ASSIGNED TASK | Skip the pictures and retype exactly the lines from the one holding "Can you find the weathered" through the end of the entries.

RECORD SET |
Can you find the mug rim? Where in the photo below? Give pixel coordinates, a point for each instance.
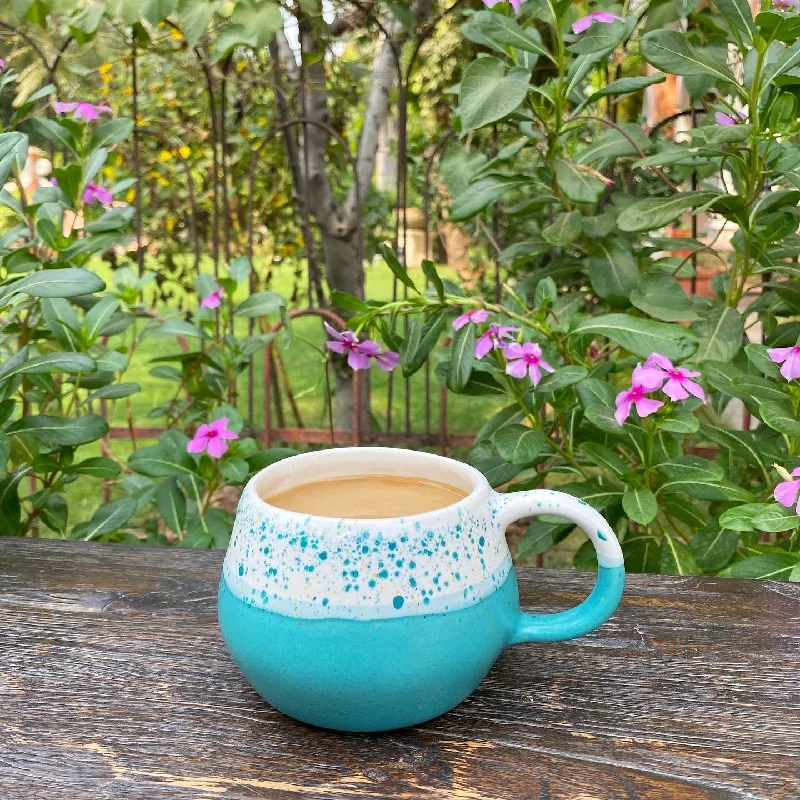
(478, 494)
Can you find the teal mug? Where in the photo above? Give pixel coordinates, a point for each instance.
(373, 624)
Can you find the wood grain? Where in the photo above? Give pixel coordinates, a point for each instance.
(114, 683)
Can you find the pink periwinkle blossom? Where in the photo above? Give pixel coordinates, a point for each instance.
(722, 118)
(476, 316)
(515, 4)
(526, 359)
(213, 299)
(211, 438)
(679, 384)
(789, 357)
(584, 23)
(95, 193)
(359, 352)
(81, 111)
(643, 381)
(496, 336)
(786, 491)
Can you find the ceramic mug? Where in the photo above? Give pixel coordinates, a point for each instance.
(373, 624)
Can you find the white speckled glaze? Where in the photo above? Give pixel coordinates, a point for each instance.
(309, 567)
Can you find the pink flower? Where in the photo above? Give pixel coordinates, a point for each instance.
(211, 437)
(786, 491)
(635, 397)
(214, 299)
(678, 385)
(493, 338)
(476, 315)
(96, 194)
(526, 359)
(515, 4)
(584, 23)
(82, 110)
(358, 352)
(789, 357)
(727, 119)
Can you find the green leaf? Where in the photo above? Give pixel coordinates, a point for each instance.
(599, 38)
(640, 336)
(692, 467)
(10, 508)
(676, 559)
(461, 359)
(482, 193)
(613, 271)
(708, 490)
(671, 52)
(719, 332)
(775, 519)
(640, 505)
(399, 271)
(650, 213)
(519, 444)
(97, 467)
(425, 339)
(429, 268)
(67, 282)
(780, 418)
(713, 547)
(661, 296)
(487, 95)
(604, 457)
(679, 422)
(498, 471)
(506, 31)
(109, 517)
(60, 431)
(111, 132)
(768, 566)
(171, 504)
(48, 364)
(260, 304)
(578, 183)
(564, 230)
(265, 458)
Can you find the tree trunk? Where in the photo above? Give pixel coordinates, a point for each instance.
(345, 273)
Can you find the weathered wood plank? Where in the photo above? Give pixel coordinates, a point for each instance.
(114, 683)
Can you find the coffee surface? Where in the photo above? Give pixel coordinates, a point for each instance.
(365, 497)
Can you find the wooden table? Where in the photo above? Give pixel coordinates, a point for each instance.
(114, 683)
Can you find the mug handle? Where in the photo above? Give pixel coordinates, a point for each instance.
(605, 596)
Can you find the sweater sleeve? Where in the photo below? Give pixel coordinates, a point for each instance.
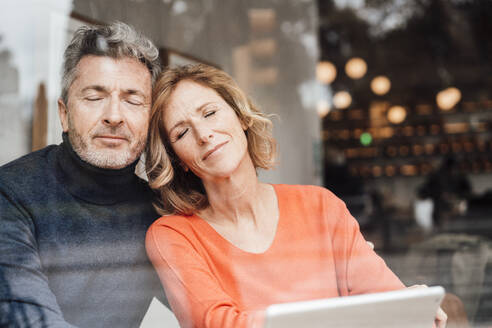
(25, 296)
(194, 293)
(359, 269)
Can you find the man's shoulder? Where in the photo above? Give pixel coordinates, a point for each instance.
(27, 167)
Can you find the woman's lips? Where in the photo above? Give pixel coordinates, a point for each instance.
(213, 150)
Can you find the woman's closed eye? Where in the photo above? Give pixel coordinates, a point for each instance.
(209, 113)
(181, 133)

WRITTEN SOLUTION |
Can you find the weathered wood plank? Where in the photo above? Give pixel coordinates, a point for each instance.
(114, 683)
Can you find the coffee surface? Where in the photo above? Give pixel coordinates, a point for each instance.
(365, 497)
Can you find the wooden table? Where in the photo above? Give pixel coordinates, a point for each instance.
(114, 683)
Can you find the mug handle? Where in the photo above? Give pixel coordinates, a point for each instance.
(605, 596)
Can you find the sweater sleeve? Where in the photo below? Give pixel coordinates, a point for each instance.
(25, 296)
(194, 293)
(359, 269)
Can you find the man's shoulder? Where in the photo above? Give pixel coordinates, a point for each instance.
(27, 167)
Can you find the woman's lips? Where in the photo above? Give pixel coordinates, a point for each instance.
(213, 150)
Can you find the woman's closed eye? Where in the photo above? Give pixel coordinates, a point for each instance.
(209, 113)
(181, 133)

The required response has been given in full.